Text shown:
——————————

As the kids say: Big if true.
In late October we linked to this story, "China reportedly caught reverse-engineering ASML’s DUV lithography". The efforts, which have been going on for years are a very tough slog.*
The Chinese are trying to recreate the most complex machine ever manufactured by human beings. In the example above, the Chinese engineers broke the ASML machine. Hilarity ensued.
They called ASML to request a service call.
Now it appears they may not have to conquer the next-level Extreme Ultra Violet technology to get to next year's state-of-the-art in chip manufacturing.
The DUV will do.
From the always-alert observers at Huawei Central, December 2:
Huawei may have a 2nm chip breakthrough
Huawei is pouring efforts to make a breakthrough in the chip industry, and it looks like the company has plans on this matter based on the 2nm process technology. A new patent is here showcasing the attempts of the firm despite lack of high-end tools.
The Chinese OEM recently issued a patent for a 2nm chip technology. While the company is still facing challenges to catch its rivals in the chipset battle, it is planning to end this phase, probably by the end of next year.
But the question is, how is that going to be possible, as Huawei has just hit the 5nm mark this year with the Kirin 9030 chip (N+3 node), powering the Mate 80? Well, the answer lies in the patent. Let’s explore it in full detail.
Patent: 21nm metal pitches
Starting with the application, the company applied for the new patent with the CN119301758A number on June 8, 2022, and it was published this year on January 10. It is entitled “Metal Integration Method for Manufacturing Integrated Devices”.

——————————

Dataset rows:
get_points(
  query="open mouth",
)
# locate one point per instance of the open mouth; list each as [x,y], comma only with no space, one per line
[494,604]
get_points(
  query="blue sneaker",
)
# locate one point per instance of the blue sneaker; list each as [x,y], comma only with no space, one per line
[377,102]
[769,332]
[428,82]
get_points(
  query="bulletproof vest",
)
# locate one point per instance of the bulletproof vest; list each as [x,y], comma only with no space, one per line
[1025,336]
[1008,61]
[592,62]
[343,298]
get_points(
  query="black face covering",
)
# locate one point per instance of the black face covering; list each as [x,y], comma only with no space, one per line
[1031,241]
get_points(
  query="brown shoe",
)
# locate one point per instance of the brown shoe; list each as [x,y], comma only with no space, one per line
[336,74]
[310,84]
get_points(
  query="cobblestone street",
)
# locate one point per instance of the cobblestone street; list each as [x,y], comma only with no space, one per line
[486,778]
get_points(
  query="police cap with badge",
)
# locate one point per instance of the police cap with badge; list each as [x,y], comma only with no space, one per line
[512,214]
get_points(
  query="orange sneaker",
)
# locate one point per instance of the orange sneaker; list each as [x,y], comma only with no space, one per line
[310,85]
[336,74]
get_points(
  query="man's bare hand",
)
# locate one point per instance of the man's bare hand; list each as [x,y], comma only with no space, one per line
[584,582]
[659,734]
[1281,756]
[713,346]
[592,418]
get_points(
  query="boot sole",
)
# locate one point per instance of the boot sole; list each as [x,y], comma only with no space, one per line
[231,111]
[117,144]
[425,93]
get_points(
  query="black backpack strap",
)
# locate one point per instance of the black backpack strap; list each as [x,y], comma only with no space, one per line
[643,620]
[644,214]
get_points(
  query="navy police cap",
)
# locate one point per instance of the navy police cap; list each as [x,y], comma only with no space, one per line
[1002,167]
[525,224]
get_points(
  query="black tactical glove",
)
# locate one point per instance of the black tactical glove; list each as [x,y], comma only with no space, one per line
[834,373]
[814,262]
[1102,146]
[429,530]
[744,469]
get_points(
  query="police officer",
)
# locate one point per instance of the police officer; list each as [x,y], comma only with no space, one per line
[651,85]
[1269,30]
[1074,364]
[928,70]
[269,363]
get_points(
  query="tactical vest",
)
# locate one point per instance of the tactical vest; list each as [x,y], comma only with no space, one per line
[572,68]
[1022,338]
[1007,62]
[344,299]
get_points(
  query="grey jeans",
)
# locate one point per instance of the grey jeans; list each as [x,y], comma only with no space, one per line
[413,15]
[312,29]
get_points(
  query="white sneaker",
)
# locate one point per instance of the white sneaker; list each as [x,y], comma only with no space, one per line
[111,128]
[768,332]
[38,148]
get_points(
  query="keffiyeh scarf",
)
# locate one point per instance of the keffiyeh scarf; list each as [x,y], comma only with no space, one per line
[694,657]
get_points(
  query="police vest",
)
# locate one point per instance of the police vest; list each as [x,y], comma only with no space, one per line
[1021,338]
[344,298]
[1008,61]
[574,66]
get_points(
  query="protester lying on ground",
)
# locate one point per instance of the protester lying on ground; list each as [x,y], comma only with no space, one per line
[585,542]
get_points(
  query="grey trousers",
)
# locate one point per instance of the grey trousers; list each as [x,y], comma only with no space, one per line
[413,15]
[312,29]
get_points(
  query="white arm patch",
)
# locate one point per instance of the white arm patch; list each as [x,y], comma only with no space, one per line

——————————

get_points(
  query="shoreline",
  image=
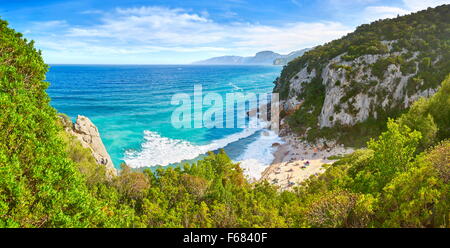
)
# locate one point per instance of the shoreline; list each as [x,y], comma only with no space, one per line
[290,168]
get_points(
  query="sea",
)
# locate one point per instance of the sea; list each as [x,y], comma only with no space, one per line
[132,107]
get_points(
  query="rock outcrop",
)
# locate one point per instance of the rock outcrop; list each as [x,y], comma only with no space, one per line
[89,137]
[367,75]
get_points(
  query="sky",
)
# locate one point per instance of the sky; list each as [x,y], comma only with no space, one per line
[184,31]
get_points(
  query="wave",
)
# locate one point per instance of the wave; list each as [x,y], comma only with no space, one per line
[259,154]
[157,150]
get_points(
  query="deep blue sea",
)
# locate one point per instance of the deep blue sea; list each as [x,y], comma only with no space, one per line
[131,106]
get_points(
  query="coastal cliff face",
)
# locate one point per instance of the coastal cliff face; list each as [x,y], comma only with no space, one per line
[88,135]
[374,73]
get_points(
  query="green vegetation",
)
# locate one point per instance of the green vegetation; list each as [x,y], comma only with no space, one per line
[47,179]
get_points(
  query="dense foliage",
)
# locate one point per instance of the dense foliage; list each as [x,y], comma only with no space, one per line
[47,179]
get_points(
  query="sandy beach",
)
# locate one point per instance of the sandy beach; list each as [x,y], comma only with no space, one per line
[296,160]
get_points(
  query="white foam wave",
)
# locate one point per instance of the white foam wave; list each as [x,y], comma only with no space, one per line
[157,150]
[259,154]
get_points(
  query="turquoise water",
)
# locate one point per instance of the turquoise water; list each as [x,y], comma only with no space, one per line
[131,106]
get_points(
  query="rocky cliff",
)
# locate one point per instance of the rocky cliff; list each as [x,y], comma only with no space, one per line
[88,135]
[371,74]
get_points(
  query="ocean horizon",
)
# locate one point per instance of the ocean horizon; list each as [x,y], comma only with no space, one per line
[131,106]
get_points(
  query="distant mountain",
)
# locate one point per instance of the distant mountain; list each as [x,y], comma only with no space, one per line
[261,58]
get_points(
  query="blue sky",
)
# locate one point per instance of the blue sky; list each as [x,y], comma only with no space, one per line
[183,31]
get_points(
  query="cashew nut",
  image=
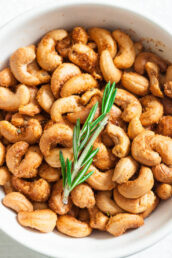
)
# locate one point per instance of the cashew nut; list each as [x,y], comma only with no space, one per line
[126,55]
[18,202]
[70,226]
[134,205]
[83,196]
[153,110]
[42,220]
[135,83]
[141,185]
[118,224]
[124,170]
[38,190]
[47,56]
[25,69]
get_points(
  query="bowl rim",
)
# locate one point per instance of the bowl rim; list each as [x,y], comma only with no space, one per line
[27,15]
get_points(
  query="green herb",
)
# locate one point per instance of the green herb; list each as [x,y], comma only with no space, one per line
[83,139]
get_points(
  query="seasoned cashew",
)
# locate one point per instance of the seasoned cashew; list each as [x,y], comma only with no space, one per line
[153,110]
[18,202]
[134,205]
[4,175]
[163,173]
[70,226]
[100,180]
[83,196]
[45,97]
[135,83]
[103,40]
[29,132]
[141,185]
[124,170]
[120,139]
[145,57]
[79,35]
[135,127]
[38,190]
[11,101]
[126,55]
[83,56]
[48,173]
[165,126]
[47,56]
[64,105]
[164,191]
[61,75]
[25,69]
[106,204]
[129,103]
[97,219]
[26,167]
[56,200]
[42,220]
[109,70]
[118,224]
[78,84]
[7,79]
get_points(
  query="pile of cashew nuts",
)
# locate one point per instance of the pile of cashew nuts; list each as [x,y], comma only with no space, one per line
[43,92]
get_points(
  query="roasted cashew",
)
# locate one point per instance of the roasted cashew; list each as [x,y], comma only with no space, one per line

——————————

Set of tasks:
1. In the text on Huawei's 2nm patent, what title does the patent carry?
2. From the text on Huawei's 2nm patent, reproduce the passage word for word, starting at the words "The Chinese OEM" and ending after "of next year.".

Task answers:
1. "Metal Integration Method for Manufacturing Integrated Devices"

2.
The Chinese OEM recently issued a patent for a 2nm chip technology. While the company is still facing challenges to catch its rivals in the chipset battle, it is planning to end this phase, probably by the end of next year.